— START OF Passage given —

Solaris said:
Sounds fuckin great. Thanks for those first impressions. Can't wait til friday.
So the gameplay sounds great, but as above- how does the game stand up from a technical point of view?....bugs and performance issues (on what was a mid- high end rig) pretty much wrecked NWN2 OC for me til they patched things up somewhat....I guess its improved or you guys would have said, but want to make sure....once bitten twice shy, as they say.
Also, I take it this is more text based dialogue than the sometimes cutscene heavy voiceover stuff of the OC/MotB? , apart from the bit on the boat at the beginning.
Technical: I'm not that knowledgeable technical-wise, but here's my 2cents. I'm playing on my laptop (3GB RAM, NVIDIA GeForce 9500 M GS, Dual Core 2.1GHz processors) It seems like there was a lot actually invested in QA & Testing this time. The graphics look great, sound is beautiful, and I've encountered almost no graphics lag. The only graphics bug I've noticed is, on occasion there will be a "graphics chug" on the overworld map. Example: I move my character North and the graphics will "skip," showing my character there, and then will go back to where he was and show the animation of him walking north. It happens very rarely, but it does happen. Otherwise, everything looks great, works fine and makes the game enjoyable. As of now, I have not encountered one CTD or any other type of game-destroying errors.

— END OF Passage given —
— START OF Entries shown —

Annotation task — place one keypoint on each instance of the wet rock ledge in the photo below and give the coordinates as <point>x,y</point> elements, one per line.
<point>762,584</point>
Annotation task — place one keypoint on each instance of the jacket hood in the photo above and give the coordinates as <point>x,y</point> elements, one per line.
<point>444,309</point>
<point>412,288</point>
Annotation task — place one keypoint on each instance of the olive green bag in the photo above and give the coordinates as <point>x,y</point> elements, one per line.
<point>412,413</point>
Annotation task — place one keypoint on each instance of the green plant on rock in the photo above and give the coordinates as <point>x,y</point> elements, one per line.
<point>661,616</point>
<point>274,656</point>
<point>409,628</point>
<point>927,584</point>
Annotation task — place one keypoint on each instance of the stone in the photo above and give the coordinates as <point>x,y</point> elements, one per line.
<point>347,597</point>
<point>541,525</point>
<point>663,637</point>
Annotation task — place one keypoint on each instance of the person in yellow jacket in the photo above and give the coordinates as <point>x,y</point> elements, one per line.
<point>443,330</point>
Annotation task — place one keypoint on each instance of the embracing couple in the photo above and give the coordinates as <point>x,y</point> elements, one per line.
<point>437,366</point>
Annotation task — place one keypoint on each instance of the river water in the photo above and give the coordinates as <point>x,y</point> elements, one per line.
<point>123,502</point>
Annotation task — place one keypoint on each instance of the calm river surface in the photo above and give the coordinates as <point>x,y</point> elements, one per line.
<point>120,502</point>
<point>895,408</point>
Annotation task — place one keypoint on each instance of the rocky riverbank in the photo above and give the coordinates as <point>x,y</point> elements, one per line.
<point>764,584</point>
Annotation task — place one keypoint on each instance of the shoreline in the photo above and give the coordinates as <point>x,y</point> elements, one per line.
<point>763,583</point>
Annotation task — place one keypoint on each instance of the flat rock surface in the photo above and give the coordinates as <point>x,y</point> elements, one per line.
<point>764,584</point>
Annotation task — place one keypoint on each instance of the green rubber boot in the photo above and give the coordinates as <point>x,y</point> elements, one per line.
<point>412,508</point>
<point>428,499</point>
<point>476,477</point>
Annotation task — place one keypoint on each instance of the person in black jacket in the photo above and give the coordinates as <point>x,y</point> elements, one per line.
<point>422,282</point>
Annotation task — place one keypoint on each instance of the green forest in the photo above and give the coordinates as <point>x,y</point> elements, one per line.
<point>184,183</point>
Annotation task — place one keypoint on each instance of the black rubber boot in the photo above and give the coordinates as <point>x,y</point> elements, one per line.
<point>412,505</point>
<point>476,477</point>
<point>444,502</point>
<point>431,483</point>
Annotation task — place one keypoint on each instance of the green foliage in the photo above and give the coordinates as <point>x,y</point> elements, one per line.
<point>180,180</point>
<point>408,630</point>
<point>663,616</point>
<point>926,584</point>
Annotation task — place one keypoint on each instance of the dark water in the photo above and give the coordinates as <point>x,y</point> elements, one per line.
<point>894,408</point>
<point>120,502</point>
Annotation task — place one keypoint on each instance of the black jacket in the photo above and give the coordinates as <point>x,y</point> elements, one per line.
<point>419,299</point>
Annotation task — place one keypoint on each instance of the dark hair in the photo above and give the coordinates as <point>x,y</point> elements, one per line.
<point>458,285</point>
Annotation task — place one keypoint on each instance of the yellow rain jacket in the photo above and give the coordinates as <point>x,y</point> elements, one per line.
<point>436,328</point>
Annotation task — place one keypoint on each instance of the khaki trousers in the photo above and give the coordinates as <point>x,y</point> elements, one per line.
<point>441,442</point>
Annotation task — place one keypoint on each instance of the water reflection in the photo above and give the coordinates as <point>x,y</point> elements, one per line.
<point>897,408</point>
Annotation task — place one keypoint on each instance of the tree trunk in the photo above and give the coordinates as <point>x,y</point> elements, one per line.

— END OF Entries shown —

Required actions —
1) In the forum discussion, which graphics card does the poster's laptop use?
2) Reproduce the forum discussion word for word between "Also, I take" and "at the beginning.", inclusive.
The entries above come from a separate source.

Responses in order —
1) An NVIDIA GeForce 9500 M GS.

2)
Also, I take it this is more text based dialogue than the sometimes cutscene heavy voiceover stuff of the OC/MotB? , apart from the bit on the boat at the beginning.